## Begin AVAILABLE RECORDS
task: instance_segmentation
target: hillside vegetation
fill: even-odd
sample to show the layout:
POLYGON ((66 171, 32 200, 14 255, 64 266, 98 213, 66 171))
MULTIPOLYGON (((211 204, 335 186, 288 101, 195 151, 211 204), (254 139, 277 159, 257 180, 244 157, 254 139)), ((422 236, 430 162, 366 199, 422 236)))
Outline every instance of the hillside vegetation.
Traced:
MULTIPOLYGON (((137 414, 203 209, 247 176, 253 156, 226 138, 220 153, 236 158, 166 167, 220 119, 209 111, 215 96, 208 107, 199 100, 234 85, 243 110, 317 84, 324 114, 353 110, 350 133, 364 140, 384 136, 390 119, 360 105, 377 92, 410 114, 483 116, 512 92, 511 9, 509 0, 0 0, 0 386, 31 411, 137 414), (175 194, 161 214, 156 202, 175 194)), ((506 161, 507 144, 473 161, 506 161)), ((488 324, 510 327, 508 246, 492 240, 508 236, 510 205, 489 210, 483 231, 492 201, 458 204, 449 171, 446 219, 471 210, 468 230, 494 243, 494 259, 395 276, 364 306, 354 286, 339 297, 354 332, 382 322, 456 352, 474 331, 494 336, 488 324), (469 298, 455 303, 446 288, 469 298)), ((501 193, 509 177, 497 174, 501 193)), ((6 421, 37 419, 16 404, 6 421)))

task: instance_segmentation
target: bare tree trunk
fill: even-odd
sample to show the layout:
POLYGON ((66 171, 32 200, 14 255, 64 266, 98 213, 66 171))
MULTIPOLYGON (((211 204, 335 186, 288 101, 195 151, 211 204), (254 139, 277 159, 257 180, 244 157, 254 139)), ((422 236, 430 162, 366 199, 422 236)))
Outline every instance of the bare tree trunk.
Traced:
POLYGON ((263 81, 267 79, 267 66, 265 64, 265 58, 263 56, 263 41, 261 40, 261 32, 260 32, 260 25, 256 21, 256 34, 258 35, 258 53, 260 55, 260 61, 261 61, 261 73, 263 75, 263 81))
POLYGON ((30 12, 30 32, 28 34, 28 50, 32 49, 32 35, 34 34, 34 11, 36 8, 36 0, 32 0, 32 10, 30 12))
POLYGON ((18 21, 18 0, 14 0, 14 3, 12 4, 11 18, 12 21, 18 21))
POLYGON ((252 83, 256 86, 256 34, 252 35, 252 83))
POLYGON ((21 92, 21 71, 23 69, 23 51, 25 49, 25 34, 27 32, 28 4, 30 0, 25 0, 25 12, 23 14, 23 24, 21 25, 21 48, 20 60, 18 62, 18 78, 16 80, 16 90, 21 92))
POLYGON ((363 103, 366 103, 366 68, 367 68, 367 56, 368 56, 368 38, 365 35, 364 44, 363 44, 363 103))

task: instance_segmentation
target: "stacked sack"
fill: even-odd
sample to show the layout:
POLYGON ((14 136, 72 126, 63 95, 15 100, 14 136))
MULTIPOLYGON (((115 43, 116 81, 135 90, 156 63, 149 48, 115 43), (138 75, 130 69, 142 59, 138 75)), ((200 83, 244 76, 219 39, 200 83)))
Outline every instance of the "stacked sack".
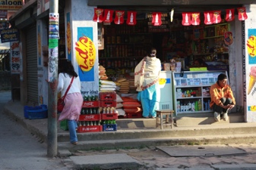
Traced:
POLYGON ((125 78, 122 78, 117 80, 119 85, 120 85, 119 91, 123 94, 129 93, 130 83, 125 78))
POLYGON ((100 77, 100 79, 101 80, 106 80, 109 79, 106 74, 106 69, 103 66, 99 66, 99 77, 100 77))
POLYGON ((129 81, 129 93, 137 93, 137 87, 134 86, 134 77, 130 78, 129 81))
POLYGON ((126 118, 125 112, 123 110, 122 107, 122 99, 121 97, 116 94, 116 113, 119 114, 119 119, 126 118))
POLYGON ((122 97, 122 107, 128 119, 141 118, 142 107, 140 101, 130 97, 122 97))
POLYGON ((100 92, 115 91, 115 83, 109 80, 100 80, 100 92))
## End AVAILABLE RECORDS
• **STATED EXERCISE**
Arrange every line of the records above as a JSON list of strings, one string per line, with blank lines omitted. Leave the pictures out.

• **WRITTEN ANSWER**
[
  "task: instance_segmentation",
  "target: hillside vegetation",
  "fill: even-odd",
  "sample to show the layout:",
  "POLYGON ((66 171, 32 200, 14 255, 64 266, 98 213, 66 171))",
  "MULTIPOLYGON (((211 204, 335 186, 288 101, 195 151, 211 204), (254 139, 277 159, 257 180, 244 157, 254 139)), ((422 236, 430 162, 366 199, 422 236)))",
  "Outline every instance of the hillside vegetation.",
  "Traced:",
  "MULTIPOLYGON (((137 414, 203 209, 247 176, 253 156, 226 138, 220 153, 236 158, 166 167, 220 119, 209 111, 215 96, 208 107, 199 100, 234 85, 243 110, 317 84, 324 114, 353 110, 350 133, 364 140, 384 136, 390 119, 360 105, 377 92, 410 114, 483 116, 512 92, 511 9, 509 0, 0 0, 0 386, 31 411, 137 414), (175 194, 161 214, 156 202, 175 194)), ((506 161, 507 144, 473 161, 506 161)), ((488 324, 510 327, 508 246, 492 240, 508 236, 510 205, 489 210, 483 231, 492 201, 458 204, 449 171, 446 219, 471 210, 468 230, 494 243, 494 259, 395 276, 364 306, 354 286, 339 297, 354 332, 382 322, 456 352, 474 331, 494 336, 488 324), (469 298, 455 303, 446 288, 469 298)), ((501 193, 509 177, 497 174, 501 193)), ((6 421, 37 419, 16 404, 6 421)))",
  "task: instance_segmentation",
  "target: bare tree trunk",
  "fill: even-odd",
  "sample to show the layout:",
  "POLYGON ((66 171, 32 200, 14 255, 64 266, 98 213, 66 171))",
  "MULTIPOLYGON (((211 204, 335 186, 288 101, 195 151, 211 204), (254 139, 277 159, 257 180, 244 157, 254 139)), ((422 236, 430 162, 366 199, 422 236)))",
  "Outline every instance of the bare tree trunk.",
  "Traced:",
  "POLYGON ((263 81, 267 79, 267 66, 265 64, 265 58, 263 56, 263 41, 261 40, 261 32, 260 32, 260 25, 256 21, 256 34, 258 35, 258 53, 260 55, 260 61, 261 61, 261 73, 263 75, 263 81))",
  "POLYGON ((30 12, 30 32, 28 34, 28 50, 32 49, 32 35, 34 34, 34 11, 36 8, 36 0, 32 0, 32 10, 30 12))",
  "POLYGON ((18 21, 18 0, 14 0, 14 3, 12 4, 11 18, 12 21, 18 21))",
  "POLYGON ((252 83, 256 86, 256 34, 252 35, 252 83))",
  "POLYGON ((21 92, 21 71, 23 69, 23 51, 25 49, 25 34, 27 32, 28 4, 30 0, 25 0, 25 12, 23 14, 23 24, 21 25, 21 48, 20 60, 18 62, 18 78, 16 80, 16 90, 21 92))",
  "POLYGON ((363 103, 366 103, 366 68, 367 68, 367 56, 368 56, 368 38, 365 35, 364 44, 363 44, 363 103))",
  "task: instance_segmentation",
  "target: \"stacked sack\"",
  "fill: even-odd",
  "sample to show the layout:",
  "POLYGON ((14 136, 72 126, 63 95, 15 100, 14 136))",
  "MULTIPOLYGON (((115 43, 116 81, 135 90, 156 63, 149 48, 115 43), (138 75, 130 69, 142 59, 138 75)), ((200 83, 244 76, 219 39, 200 83)))",
  "Outline every instance of the \"stacked sack\".",
  "Traced:",
  "POLYGON ((125 78, 122 78, 117 80, 119 85, 120 85, 119 91, 123 94, 129 93, 130 83, 125 78))",
  "POLYGON ((100 77, 100 79, 101 80, 106 80, 109 79, 106 74, 106 69, 103 66, 99 66, 99 77, 100 77))",
  "POLYGON ((129 81, 129 93, 137 93, 137 87, 134 86, 134 77, 130 78, 129 81))",
  "POLYGON ((126 118, 125 112, 123 110, 122 107, 122 99, 121 97, 116 94, 116 113, 119 114, 119 119, 126 118))",
  "POLYGON ((122 97, 122 107, 128 119, 141 118, 142 107, 140 101, 130 97, 122 97))",
  "POLYGON ((100 92, 115 91, 115 83, 109 80, 100 80, 100 92))"
]